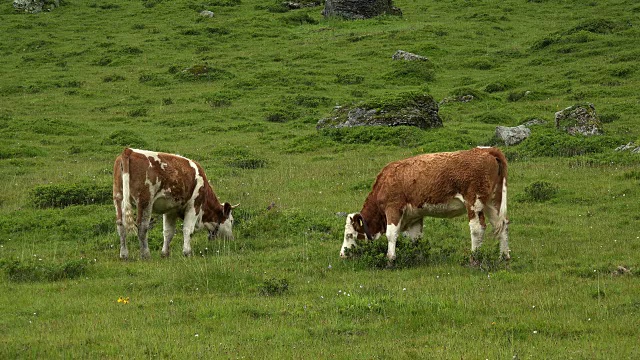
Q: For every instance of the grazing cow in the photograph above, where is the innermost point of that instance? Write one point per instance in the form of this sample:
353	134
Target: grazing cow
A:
441	185
170	185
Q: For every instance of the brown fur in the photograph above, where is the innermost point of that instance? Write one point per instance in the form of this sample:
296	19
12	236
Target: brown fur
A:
176	177
434	179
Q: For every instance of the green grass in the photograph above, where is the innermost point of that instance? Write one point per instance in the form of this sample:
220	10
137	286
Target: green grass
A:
241	93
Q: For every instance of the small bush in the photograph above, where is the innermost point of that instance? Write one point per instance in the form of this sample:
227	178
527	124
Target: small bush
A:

········

Put each line of the rows above into a JSON list of strings, one string per line, with blank lines left out. Don't include the pictures.

(TASK OUTPUT)
[
  "Q: For every instance of the grazing cow in the photograph above, where is the innermost point of that instance? Write one point per instance in the form of this sample:",
  "353\t134",
  "Target: grazing cow",
  "A:",
  "441\t185",
  "170\t185",
  "Q: For every instance of the brown fur in the photograph above, where is the innermost point of that instance? Write one point per instance in the form of this sample:",
  "296\t19",
  "12\t236",
  "Target: brown fur",
  "A:",
  "176\t177",
  "434\t179",
  "Q: For every instance of the green grass in the photograph above, where is the innermost point of that instance? Write one point per instance in the form of this sample:",
  "220\t10",
  "137\t286",
  "Target: green grass",
  "A:",
  "241\t93",
  "Q: For every instance of the small bush in the photograph above, where is the innermost point of that instance? Write one point per instance in the form of this sample:",
  "227\t178",
  "527\t124",
  "Target: small bush",
  "A:"
]